12. bThe BBA would also propose that the transition period for limited affiliate status should be extended where FFIs are in territories which are engaged in active discussions about achieving FATCA partner status.

Draft FFI Agreement

13. As the draft FFI agreement and revised W-8/W-9 forms have not yet been published, the BBA trusts that its comments will be taken into consideration during the drafting of these documents, insofar as this is possible.
14. Notwithstanding the Joint Statement approach, there remains a problem with the current FFI agreement, as envisaged in the proposed regulations. As passthru has been ‘reserved’ in the proposed regulations, FFIs would be unable to sign an FFI agreement in the absence of a legal resolution to the withholding issue and data protection concerns.
15. The BBA would recommend that passthru withholding is removed from the proposed regulations and not included in the FFI agreement.
16. We believe that the goals of FATCA are best addressed by an effective reporting regime. Until this is established, and its effectiveness can be assessed, passthru provisions should be excluded from any FFI agreement currently envisaged.

## [Material]

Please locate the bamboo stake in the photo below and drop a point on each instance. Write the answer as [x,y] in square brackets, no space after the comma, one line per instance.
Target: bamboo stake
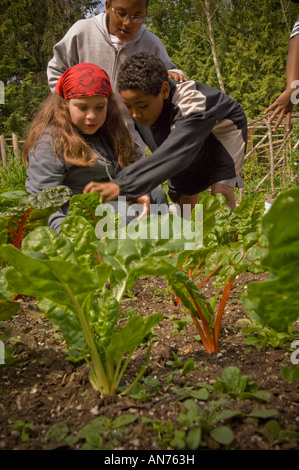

## [Tasks and exercises]
1. Translate this sentence from the FATCA comments into French: "The BBA would recommend that passthru withholding is removed from the proposed regulations and not included in the FFI agreement."
2. Rewrite the part of the FATCA comments that opens with the words "15. The BBA" and closes with "agreement currently envisaged.", swapping "passthru" for "pass-through" throughout.

## [The answers]
1. La BBA recommanderait que la retenue passthru soit supprimée des réglementations proposées et ne soit pas incluse dans l'accord FFI.

2.
15. The BBA would recommend that pass-through withholding is removed from the proposed regulations and not included in the FFI agreement.
16. We believe that the goals of FATCA are best addressed by an effective reporting regime. Until this is established, and its effectiveness can be assessed, pass-through provisions should be excluded from any FFI agreement currently envisaged.